§ WHAT IS BEING ASKED
Collect every line of the listing below that contains the word "orange", and copy each such line in full.

──────── EXTRACTED ENTRIES

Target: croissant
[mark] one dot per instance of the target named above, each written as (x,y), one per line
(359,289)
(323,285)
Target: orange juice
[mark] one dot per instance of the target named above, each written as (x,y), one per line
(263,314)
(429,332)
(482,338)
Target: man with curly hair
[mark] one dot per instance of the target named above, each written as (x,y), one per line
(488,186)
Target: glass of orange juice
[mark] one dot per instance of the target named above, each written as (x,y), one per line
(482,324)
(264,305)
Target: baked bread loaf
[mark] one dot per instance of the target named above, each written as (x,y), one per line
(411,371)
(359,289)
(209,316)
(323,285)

────────────────
──────── EXTRACTED ENTRIES

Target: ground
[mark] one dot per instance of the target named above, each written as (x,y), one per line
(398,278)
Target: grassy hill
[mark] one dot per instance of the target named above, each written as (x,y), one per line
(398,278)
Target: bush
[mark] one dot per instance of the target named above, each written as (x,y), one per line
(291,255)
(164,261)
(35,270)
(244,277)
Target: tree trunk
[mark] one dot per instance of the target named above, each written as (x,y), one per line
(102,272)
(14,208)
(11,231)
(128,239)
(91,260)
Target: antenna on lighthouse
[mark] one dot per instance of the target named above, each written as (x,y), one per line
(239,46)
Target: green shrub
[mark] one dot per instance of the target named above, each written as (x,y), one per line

────────────────

§ REPLY
Target: orange juice
Target: glass of orange juice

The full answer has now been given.